- _Activity_
Show all lines from the data that include the word "shirt".

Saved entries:
= Beginning of Section =

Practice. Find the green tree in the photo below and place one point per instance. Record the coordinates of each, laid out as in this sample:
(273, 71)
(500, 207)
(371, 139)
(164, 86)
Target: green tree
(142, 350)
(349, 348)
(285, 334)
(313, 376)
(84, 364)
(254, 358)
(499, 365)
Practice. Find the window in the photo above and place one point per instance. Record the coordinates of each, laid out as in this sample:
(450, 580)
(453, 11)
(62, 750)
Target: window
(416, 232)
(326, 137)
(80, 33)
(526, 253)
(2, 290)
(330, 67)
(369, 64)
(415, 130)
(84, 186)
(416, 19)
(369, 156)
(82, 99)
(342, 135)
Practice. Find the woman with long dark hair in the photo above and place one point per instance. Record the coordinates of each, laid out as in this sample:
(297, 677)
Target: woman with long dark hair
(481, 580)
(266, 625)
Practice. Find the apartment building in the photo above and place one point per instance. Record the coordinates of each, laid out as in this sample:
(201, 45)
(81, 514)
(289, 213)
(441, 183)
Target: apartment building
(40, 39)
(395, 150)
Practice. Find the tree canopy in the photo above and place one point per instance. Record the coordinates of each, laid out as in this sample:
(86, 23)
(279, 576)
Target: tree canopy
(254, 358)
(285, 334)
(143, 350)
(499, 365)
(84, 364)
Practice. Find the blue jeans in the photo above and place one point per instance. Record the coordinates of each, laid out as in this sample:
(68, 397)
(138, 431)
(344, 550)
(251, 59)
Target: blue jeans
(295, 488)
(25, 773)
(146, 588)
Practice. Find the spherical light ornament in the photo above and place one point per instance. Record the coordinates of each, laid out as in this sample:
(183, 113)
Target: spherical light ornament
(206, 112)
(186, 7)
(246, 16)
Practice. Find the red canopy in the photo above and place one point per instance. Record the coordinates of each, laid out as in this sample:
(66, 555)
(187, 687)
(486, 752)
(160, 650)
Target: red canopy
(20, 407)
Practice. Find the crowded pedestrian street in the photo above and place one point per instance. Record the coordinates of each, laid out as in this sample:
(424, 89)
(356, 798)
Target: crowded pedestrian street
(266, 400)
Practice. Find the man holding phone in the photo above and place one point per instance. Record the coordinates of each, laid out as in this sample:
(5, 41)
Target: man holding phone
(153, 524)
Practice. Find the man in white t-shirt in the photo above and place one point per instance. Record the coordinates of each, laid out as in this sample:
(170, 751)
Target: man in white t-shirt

= End of Section =

- _Answer to this exercise_
Practice. Find the man in white t-shirt in the photo above and place one point per instance. Record the coordinates of each, laid out as in this sample:
Target: man in white t-shirt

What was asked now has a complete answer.